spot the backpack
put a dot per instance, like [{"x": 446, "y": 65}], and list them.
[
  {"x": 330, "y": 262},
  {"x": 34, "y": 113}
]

-*-*-

## Directions
Go through the data above and repeat all of it exactly.

## Task result
spot the backpack
put a dot per instance, like [{"x": 446, "y": 65}], and list them.
[
  {"x": 330, "y": 262},
  {"x": 34, "y": 113}
]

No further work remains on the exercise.